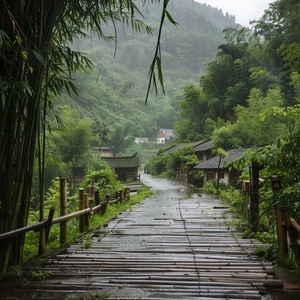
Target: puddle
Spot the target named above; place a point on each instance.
(279, 295)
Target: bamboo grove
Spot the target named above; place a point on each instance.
(37, 64)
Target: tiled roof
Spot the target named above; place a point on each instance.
(204, 146)
(212, 164)
(122, 162)
(183, 145)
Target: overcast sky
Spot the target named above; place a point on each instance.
(243, 10)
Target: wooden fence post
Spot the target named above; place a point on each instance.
(97, 197)
(81, 200)
(63, 209)
(105, 203)
(86, 216)
(127, 193)
(254, 199)
(281, 231)
(49, 222)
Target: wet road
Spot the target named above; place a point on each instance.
(174, 245)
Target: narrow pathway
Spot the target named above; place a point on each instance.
(174, 245)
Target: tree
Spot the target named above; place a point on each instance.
(73, 143)
(256, 124)
(37, 63)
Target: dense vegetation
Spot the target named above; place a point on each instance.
(237, 86)
(249, 98)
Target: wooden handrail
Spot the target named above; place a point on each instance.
(48, 222)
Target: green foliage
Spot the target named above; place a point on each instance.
(105, 181)
(39, 275)
(167, 164)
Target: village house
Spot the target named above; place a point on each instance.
(125, 167)
(141, 140)
(211, 167)
(164, 135)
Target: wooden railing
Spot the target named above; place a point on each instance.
(86, 209)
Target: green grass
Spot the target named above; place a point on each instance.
(96, 221)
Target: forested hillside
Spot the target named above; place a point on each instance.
(113, 92)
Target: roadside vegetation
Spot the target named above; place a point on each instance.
(105, 181)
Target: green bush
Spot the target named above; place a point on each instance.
(105, 181)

_ _ _ _

● DESCRIPTION OF THE TASK
The expected output is the material above, repeated exactly and free of pictures.

● ANSWER TO THIS EXERCISE
Target: puddle
Spot the target named above; place a point on each instance.
(279, 295)
Target: bamboo grove
Spot the target named above; place a point on each instance.
(37, 64)
Target: tiled roof
Spot the target named above; place a point on each instance.
(204, 146)
(212, 164)
(122, 162)
(183, 145)
Target: overcast sky
Spot the target named above; place a point on each instance.
(243, 10)
Target: wooden fence post
Spot the target named above; place a point on each instance.
(97, 197)
(81, 200)
(63, 209)
(105, 203)
(86, 216)
(127, 193)
(254, 199)
(281, 231)
(49, 222)
Target: wet road
Spot the target named above; place a point on each instance.
(174, 245)
Target: narrow pathway
Spot the target named above; place a point on each instance.
(174, 245)
Target: tree
Spot the target named above; place a point on each instance.
(73, 143)
(256, 124)
(37, 63)
Target: dense vegetation
Spot the target named above; place a point on each instance.
(237, 86)
(249, 98)
Target: wooden handrail
Spot the target named above; place a point on each instance.
(48, 222)
Target: green foliage
Spot the target named above; place a point on each instance.
(105, 181)
(39, 275)
(167, 164)
Target: village house
Spot the target named above; place a point on each instance.
(125, 167)
(141, 140)
(211, 167)
(164, 135)
Target: wooden railing
Spot the target named above; place a point on each instance.
(86, 209)
Target: green grass
Spot the target named above; place a point on each instance.
(96, 221)
Target: forested hillside
Spot the target named above; place a point on each instance.
(113, 92)
Target: roadside vegetation
Spot the target named above; place a point on each instance.
(105, 181)
Target: green bush
Spot the target named above; place a point on each instance.
(105, 181)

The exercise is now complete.